EXTRACT PROVIDED:
┄┄┄┄┄┄
[Bug] Server does not support fairseq models

DenysVuika commented 6 months ago

Describe the bug

It is not possible to run the server.py with the fairseq

To Reproduce

docker run --rm -it -p 5002:5002 --platform linux/amd64 --entrypoint /bin/bash ghcr.io/idiap/coqui-tts
python3 TTS/server/server.py --model_name "tts_models/crh/fairseq/vits"

Expected behavior

No response

Logs

File "/root/TTS/server/server.py", line 111, in <module>
    synthesizer = Synthesizer(
  File "/root/TTS/utils/synthesizer.py", line 96, in __init__
    self._load_tts(tts_checkpoint, tts_config_path, use_cuda)
  File "/root/TTS/utils/synthesizer.py", line 186, in _load_tts
    self.tts_config = load_config(tts_config_path)
  File "/root/TTS/config/__init__.py", line 85, in load_config
    ext = os.path.splitext(config_path)[1]
  File "/usr/lib/python3.10/posixpath.py", line 118, in splitext
    p = os.fspath(p)
┄┄┄┄┄┄
Stored entries:
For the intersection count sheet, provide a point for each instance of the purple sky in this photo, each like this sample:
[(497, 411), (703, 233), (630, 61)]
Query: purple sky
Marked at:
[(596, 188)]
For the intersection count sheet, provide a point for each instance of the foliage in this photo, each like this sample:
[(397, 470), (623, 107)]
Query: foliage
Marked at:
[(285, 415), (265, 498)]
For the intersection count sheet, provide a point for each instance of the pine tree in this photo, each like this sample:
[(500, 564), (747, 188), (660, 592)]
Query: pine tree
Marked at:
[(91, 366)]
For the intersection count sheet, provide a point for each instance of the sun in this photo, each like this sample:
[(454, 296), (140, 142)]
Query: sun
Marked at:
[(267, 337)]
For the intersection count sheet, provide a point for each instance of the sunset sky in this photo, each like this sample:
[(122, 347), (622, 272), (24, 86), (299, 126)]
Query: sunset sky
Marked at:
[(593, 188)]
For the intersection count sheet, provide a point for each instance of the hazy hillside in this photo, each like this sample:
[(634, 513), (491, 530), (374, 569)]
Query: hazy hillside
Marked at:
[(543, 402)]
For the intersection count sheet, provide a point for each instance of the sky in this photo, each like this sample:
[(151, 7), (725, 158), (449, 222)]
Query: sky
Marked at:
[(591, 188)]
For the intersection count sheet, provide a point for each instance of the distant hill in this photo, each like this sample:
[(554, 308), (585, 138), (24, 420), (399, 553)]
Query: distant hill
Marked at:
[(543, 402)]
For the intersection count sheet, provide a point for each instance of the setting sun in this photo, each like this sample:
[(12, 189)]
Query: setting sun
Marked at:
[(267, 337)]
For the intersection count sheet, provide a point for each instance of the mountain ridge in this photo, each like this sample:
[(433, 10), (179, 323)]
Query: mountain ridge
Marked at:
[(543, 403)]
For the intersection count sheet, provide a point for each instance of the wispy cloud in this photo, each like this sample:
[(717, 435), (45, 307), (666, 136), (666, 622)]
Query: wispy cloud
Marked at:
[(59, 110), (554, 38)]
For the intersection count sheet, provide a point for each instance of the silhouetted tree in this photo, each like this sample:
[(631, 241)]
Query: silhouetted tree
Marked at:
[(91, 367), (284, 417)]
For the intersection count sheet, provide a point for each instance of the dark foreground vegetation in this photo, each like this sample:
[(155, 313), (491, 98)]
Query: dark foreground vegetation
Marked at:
┄┄┄┄┄┄
REQUIRED ACTIONS:
#1 Return the passage of the fairseq server bug report starting at "No response" and ending at "self._load_tts(tts_checkpoint, tts_config_path, use_cuda)".
#2 Resume the fairseq server bug report, carrying it on past its final line.

ANSWERS BELOW:
#1
No response

Logs

File "/root/TTS/server/server.py", line 111, in <module>
    synthesizer = Synthesizer(
  File "/root/TTS/utils/synthesizer.py", line 96, in __init__
    self._load_tts(tts_checkpoint, tts_config_path, use_cuda)

#2
TypeError: expected str, bytes or os.PathLike object, not NoneType

Environment

Docker container

Additional context

No response

eginhard commented 6 months ago

Yes, the server doesn't support the fairseq models yet (also see https://github.com/coqui-ai/TTS/discussions/3211), also without the Docker: tts-server --model_name "tts_models/crh/fairseq/vits"

mantrakp04 commented 6 months ago

similar behavior on python API, fairseq models don't work


Type "help", "copyright", "credits" or "license" for more information.
>>> import torch

>>> from TTS.api import TTS
>>> api = TTS("tts_models/deu/fairseq/vits")
ith_vc_to_file(
    "Wie sage ich auf Italienisch, dass ich dich liebe?",
    speaker_wav="nb/audios/OpenVoice/resources/example_reference.mp3",
    file_path="out.wav"
)

100%|████████████████████████████████████████████████████████████████████████████████████████████████████████████████████████████████████████████████████████████████████████████████████████▌| 135M/135M [00:40<00:00, 2.02MiB/s]>>> api.tts_with_vc_to_file(
...     "Wie sage ich auf Italienisch, dass ich dich liebe?",
...     speaker_wav="nb/audios/OpenVoice/resources/example_reference.mp3",
...     file_path="out.wav"
... )
wie sage ich auf italienisch, dass ich dich liebe?
Character ',' not found in the vocabulary. Discarding it.
wie sage ich auf italienisch, dass ich dich liebe?
Character '?' not found in the vocabulary. Discarding it.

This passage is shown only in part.